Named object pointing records
:::::

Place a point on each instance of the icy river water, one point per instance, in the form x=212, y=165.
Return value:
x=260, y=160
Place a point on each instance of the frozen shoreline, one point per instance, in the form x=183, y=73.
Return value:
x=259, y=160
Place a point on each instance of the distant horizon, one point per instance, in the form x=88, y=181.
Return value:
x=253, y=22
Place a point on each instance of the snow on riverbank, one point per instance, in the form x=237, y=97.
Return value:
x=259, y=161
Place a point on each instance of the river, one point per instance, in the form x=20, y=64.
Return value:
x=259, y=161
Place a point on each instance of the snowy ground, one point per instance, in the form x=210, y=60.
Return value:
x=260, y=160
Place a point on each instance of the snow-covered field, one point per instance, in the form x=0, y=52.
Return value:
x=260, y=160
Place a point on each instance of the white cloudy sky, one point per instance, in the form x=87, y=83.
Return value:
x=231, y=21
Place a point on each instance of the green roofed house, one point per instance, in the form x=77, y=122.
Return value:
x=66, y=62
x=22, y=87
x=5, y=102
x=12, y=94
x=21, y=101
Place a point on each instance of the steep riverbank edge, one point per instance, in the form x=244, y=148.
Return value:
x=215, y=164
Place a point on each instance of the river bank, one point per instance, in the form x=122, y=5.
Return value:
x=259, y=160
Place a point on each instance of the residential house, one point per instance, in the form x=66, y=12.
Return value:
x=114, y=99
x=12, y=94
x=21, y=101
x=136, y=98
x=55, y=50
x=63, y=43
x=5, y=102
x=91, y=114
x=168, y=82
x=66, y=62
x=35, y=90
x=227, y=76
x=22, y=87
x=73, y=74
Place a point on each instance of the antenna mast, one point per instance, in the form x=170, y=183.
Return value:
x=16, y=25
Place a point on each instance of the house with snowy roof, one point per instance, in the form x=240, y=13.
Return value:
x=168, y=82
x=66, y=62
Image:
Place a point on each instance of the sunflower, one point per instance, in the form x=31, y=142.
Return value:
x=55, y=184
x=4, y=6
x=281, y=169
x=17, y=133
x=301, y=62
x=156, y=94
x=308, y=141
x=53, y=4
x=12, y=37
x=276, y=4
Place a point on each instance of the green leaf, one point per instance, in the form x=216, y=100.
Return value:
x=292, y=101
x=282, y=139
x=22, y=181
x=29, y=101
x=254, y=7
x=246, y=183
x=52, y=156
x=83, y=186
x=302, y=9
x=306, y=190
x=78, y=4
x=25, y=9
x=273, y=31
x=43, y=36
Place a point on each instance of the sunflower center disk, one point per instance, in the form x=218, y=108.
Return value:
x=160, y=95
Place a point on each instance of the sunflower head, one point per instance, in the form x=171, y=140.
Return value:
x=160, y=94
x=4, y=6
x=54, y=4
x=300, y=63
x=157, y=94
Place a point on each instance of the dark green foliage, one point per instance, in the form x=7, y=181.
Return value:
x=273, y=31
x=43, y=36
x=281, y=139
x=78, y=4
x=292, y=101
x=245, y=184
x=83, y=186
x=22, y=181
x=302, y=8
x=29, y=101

:::::

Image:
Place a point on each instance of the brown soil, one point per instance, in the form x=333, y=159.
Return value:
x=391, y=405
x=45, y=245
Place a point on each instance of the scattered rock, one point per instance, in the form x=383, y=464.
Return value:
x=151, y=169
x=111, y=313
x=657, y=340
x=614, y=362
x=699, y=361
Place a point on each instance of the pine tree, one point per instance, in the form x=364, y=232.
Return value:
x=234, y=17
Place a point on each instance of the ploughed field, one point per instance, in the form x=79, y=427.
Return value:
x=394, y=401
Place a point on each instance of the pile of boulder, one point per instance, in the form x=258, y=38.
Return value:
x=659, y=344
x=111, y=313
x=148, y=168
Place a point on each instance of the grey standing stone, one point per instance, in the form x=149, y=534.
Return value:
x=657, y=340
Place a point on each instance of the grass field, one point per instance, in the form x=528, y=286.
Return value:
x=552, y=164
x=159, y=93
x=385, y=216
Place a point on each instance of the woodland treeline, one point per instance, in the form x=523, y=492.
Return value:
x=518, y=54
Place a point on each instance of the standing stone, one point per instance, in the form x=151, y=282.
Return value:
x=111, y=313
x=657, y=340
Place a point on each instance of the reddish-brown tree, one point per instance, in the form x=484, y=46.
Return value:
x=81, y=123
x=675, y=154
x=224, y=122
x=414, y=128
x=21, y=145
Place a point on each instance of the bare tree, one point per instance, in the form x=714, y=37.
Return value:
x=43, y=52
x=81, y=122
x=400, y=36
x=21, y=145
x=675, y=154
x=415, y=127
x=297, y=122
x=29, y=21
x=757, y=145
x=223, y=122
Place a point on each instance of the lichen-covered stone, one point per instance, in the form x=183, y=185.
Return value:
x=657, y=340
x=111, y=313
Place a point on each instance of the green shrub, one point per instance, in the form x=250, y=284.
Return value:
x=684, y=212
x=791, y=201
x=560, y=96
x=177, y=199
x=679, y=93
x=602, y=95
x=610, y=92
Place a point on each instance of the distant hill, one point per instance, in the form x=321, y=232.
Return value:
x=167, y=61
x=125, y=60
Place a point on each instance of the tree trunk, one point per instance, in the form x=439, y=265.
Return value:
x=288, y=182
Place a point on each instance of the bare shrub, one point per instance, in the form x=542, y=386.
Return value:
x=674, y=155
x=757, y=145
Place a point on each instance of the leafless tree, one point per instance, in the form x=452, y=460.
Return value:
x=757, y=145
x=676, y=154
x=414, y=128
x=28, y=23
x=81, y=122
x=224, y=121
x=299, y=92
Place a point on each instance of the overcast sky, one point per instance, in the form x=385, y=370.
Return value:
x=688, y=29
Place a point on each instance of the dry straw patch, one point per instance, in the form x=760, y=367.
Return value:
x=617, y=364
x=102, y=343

:::::

• What the task asks:
Change "straw" to "hay" in everything from the line containing "Place a point on each instance of the overcast" down to the line containing "x=102, y=343", and reproduce those lines with nothing else altered.

• The output:
Place a point on each instance of the overcast sky, one point per instance, in the form x=385, y=370.
Return value:
x=688, y=29
Place a point on each instance of the dry hay patch, one point per instance, in the form x=760, y=367.
Return value:
x=617, y=364
x=102, y=343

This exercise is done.